Short exercise. Display each line of the material below that contains the string "logo". Case matters.

Records for this exercise.

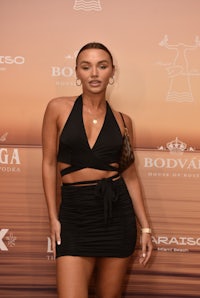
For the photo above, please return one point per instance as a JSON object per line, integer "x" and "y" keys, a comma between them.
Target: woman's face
{"x": 94, "y": 69}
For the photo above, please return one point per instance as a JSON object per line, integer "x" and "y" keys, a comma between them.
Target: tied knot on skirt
{"x": 106, "y": 193}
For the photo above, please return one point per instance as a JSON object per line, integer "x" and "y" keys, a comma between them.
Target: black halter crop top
{"x": 74, "y": 148}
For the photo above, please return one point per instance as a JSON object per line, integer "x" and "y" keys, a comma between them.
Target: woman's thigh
{"x": 110, "y": 276}
{"x": 73, "y": 276}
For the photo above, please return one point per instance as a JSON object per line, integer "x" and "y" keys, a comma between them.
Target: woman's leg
{"x": 110, "y": 276}
{"x": 73, "y": 276}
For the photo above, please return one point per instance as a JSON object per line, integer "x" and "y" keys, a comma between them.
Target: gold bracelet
{"x": 146, "y": 231}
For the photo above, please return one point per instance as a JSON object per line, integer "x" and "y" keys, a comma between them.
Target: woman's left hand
{"x": 147, "y": 248}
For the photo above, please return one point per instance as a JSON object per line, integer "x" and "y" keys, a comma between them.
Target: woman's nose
{"x": 94, "y": 72}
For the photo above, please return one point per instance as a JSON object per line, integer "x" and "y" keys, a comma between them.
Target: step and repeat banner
{"x": 156, "y": 48}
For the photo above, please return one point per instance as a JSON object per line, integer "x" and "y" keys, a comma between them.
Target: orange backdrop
{"x": 156, "y": 48}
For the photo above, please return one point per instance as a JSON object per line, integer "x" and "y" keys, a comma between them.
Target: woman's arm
{"x": 49, "y": 168}
{"x": 134, "y": 188}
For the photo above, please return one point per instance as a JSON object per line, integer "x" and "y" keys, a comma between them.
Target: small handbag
{"x": 127, "y": 155}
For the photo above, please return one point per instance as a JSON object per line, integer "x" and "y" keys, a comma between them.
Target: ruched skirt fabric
{"x": 97, "y": 220}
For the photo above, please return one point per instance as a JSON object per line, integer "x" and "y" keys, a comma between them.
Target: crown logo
{"x": 176, "y": 146}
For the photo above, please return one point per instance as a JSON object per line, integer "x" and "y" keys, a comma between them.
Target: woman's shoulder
{"x": 59, "y": 103}
{"x": 119, "y": 115}
{"x": 63, "y": 100}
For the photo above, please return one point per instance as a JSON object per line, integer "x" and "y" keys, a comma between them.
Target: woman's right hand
{"x": 55, "y": 235}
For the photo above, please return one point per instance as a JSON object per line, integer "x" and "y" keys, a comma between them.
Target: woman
{"x": 95, "y": 226}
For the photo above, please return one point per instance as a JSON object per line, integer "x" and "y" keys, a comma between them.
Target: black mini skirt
{"x": 97, "y": 220}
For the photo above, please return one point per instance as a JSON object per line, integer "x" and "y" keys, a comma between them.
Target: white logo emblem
{"x": 87, "y": 5}
{"x": 179, "y": 71}
{"x": 176, "y": 146}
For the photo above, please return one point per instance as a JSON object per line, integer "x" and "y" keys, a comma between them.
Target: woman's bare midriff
{"x": 85, "y": 174}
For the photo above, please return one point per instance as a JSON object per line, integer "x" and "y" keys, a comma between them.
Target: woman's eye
{"x": 85, "y": 67}
{"x": 103, "y": 66}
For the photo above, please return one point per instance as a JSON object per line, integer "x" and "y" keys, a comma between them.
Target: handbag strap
{"x": 125, "y": 127}
{"x": 123, "y": 120}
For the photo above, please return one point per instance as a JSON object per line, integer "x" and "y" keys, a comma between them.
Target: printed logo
{"x": 175, "y": 243}
{"x": 87, "y": 5}
{"x": 65, "y": 74}
{"x": 9, "y": 60}
{"x": 10, "y": 240}
{"x": 9, "y": 160}
{"x": 3, "y": 137}
{"x": 176, "y": 165}
{"x": 176, "y": 146}
{"x": 179, "y": 71}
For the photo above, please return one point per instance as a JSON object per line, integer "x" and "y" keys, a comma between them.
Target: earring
{"x": 111, "y": 81}
{"x": 78, "y": 82}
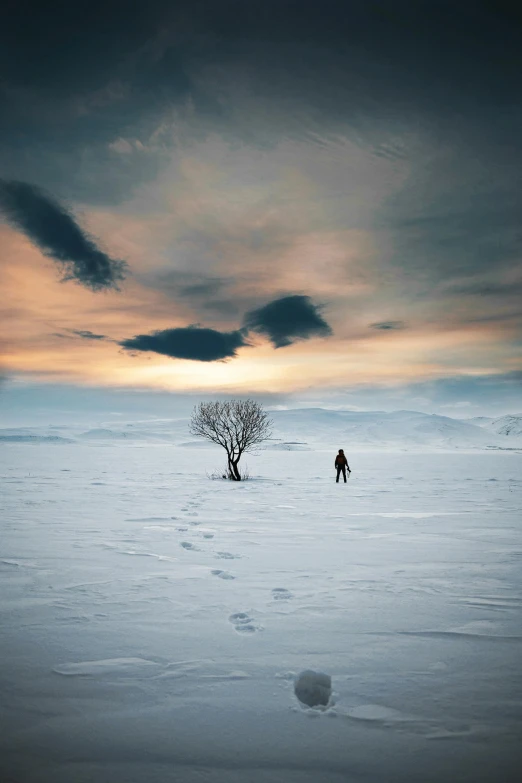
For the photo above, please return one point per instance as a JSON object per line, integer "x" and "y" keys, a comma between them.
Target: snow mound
{"x": 507, "y": 425}
{"x": 313, "y": 689}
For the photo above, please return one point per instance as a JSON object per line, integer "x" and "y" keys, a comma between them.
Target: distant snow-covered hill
{"x": 510, "y": 425}
{"x": 375, "y": 428}
{"x": 302, "y": 429}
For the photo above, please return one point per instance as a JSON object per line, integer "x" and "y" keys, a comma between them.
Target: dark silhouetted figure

Finished answer.
Target: crown logo
Target: white logo emblem
Target: printed logo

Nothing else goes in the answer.